[Start of section]

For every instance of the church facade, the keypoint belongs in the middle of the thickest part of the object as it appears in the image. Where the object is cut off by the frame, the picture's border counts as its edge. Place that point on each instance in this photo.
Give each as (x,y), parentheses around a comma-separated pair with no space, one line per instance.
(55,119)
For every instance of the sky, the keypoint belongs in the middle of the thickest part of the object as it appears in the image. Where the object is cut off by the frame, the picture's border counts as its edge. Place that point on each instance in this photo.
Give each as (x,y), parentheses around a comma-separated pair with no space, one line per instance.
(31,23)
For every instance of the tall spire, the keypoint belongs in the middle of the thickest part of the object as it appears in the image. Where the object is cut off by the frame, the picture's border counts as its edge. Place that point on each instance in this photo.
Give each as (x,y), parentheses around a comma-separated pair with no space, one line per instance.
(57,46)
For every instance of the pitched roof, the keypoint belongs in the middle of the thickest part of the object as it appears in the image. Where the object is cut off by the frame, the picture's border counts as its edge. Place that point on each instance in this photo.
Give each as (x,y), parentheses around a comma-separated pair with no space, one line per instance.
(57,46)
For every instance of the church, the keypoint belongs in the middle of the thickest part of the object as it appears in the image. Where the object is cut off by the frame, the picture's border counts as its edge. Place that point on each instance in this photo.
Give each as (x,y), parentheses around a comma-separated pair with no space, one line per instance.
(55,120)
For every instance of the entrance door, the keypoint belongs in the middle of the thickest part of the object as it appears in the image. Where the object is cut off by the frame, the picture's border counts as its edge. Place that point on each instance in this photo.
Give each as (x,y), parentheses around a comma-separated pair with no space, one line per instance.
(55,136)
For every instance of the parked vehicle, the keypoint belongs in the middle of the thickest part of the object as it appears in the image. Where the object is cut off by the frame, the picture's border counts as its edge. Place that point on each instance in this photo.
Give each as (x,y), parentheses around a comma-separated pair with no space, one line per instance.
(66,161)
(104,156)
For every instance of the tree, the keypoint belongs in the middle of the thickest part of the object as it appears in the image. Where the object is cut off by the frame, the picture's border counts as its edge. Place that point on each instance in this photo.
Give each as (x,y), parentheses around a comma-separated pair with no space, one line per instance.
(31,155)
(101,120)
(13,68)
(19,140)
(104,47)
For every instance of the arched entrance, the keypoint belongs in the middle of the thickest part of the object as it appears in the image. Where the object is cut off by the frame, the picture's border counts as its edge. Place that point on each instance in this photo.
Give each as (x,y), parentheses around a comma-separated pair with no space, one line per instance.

[End of section]

- Work to complete
Copy back the listing above exactly, but only from the line with "For every instance of the parked" through the line with "For every instance of the tree, the", both ends included.

- Result
For every instance of the parked vehicle, the keypoint belongs in the middle of the thickest part of the object as it appears in the image. Where the object is cut off by the frame, the picture's border counts as its edge. Place that point on each instance in this photo.
Give each as (x,y), parentheses around a comma-separated pair with no space, one line per instance.
(66,161)
(104,156)
For every instance of the tree, the keypoint belongs in the middle of the thickest part of the object as it appears in the image. Where the object is cut off by the frame, the picture's border counts as its edge. Place that point on each instance in this photo.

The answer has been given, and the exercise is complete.